AIM OF THE TASK
Each line from the one that contains "outline mountain ridge" to the end of the material must be set down exactly, and no line before it.

── GIVEN DATA

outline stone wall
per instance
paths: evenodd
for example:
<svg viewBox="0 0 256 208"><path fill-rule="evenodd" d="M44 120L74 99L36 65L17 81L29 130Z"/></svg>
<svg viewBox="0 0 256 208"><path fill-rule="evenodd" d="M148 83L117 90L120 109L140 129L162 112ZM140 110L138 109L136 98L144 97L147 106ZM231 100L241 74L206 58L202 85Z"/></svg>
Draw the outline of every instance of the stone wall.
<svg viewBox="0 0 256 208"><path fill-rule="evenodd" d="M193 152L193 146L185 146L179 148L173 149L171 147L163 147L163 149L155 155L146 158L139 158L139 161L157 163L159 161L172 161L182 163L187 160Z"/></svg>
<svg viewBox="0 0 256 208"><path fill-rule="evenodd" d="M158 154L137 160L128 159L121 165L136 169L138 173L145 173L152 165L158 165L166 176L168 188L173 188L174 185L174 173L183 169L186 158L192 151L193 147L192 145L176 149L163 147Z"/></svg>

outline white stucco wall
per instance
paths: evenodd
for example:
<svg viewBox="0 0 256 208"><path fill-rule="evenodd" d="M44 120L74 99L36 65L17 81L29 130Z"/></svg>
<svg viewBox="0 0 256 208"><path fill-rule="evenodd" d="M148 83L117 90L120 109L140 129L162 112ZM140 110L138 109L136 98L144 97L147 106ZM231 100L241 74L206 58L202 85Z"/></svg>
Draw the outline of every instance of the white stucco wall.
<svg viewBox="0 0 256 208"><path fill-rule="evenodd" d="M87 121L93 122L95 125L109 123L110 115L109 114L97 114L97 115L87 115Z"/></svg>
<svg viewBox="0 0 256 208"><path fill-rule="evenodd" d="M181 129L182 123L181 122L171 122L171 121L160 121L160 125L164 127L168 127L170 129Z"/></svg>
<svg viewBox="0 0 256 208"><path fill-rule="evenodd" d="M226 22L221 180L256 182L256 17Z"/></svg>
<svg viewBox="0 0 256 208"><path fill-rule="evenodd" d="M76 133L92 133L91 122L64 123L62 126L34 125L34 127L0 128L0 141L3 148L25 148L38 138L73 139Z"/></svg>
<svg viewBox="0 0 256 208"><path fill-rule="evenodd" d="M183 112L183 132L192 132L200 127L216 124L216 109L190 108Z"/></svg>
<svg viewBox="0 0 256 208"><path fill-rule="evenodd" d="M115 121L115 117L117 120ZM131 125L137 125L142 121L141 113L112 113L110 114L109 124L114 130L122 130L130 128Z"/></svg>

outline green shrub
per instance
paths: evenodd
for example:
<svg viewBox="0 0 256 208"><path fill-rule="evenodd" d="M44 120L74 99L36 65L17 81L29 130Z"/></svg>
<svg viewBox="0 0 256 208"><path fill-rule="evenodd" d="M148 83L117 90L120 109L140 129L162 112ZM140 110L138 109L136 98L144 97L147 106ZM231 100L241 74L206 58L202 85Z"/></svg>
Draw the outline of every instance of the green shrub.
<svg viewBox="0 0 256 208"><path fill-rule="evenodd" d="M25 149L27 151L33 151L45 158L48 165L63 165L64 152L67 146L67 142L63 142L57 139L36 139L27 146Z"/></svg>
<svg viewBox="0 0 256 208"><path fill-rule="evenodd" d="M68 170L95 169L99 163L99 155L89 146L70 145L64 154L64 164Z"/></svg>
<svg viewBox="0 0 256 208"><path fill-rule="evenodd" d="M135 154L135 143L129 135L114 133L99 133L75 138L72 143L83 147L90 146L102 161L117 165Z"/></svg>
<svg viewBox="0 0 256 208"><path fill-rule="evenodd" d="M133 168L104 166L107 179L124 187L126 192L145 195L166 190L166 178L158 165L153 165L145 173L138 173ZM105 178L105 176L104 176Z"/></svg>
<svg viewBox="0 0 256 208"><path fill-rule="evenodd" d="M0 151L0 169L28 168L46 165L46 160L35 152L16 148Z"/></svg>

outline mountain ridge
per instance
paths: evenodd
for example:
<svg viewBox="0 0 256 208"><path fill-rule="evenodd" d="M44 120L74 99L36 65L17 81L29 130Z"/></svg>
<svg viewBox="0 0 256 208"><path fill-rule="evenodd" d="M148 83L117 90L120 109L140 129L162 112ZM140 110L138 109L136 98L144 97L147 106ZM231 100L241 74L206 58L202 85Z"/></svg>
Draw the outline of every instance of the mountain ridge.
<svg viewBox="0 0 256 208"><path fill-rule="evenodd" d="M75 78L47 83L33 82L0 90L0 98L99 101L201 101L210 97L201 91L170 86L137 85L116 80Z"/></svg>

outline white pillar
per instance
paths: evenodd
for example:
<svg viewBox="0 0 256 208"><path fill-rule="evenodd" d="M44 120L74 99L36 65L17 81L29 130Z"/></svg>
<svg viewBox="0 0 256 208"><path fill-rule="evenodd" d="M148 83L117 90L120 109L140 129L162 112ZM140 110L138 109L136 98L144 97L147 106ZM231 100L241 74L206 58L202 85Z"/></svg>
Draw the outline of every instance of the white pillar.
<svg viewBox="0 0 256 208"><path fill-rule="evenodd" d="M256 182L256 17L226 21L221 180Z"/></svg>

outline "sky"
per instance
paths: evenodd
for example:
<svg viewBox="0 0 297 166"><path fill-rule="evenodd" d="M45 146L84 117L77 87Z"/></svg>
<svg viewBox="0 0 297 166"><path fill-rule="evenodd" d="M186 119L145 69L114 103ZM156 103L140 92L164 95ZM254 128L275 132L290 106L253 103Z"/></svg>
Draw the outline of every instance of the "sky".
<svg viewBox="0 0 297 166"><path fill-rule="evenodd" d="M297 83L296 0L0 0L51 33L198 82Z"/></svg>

────

THE OUTPUT
outline mountain ridge
per instance
paths: evenodd
for example:
<svg viewBox="0 0 256 208"><path fill-rule="evenodd" d="M44 120L74 99L36 65L17 81L29 130Z"/></svg>
<svg viewBox="0 0 256 208"><path fill-rule="evenodd" d="M148 83L117 90L120 109L140 129L162 112ZM140 110L138 109L136 98L144 97L147 106ZM231 100L241 74L206 58L202 85Z"/></svg>
Draw the outline of every instance of the mountain ridge.
<svg viewBox="0 0 256 208"><path fill-rule="evenodd" d="M75 78L47 83L33 82L0 90L0 98L99 101L201 101L210 97L201 91L170 86L137 85L116 80Z"/></svg>

outline white pillar
per instance
paths: evenodd
for example:
<svg viewBox="0 0 256 208"><path fill-rule="evenodd" d="M44 120L74 99L36 65L17 81L29 130Z"/></svg>
<svg viewBox="0 0 256 208"><path fill-rule="evenodd" d="M148 83L117 90L120 109L140 129L162 112ZM140 110L138 109L136 98L144 97L147 106ZM231 100L241 74L206 58L202 85Z"/></svg>
Draw the outline of every instance of the white pillar.
<svg viewBox="0 0 256 208"><path fill-rule="evenodd" d="M256 182L256 17L226 21L221 180Z"/></svg>

outline "sky"
per instance
paths: evenodd
for example:
<svg viewBox="0 0 297 166"><path fill-rule="evenodd" d="M45 146L84 117L77 87Z"/></svg>
<svg viewBox="0 0 297 166"><path fill-rule="evenodd" d="M186 119L145 69L114 103ZM156 103L140 92L164 95ZM254 128L275 132L290 106L253 103Z"/></svg>
Draw the outline of every instance of the "sky".
<svg viewBox="0 0 297 166"><path fill-rule="evenodd" d="M297 83L296 0L0 0L51 33L198 82Z"/></svg>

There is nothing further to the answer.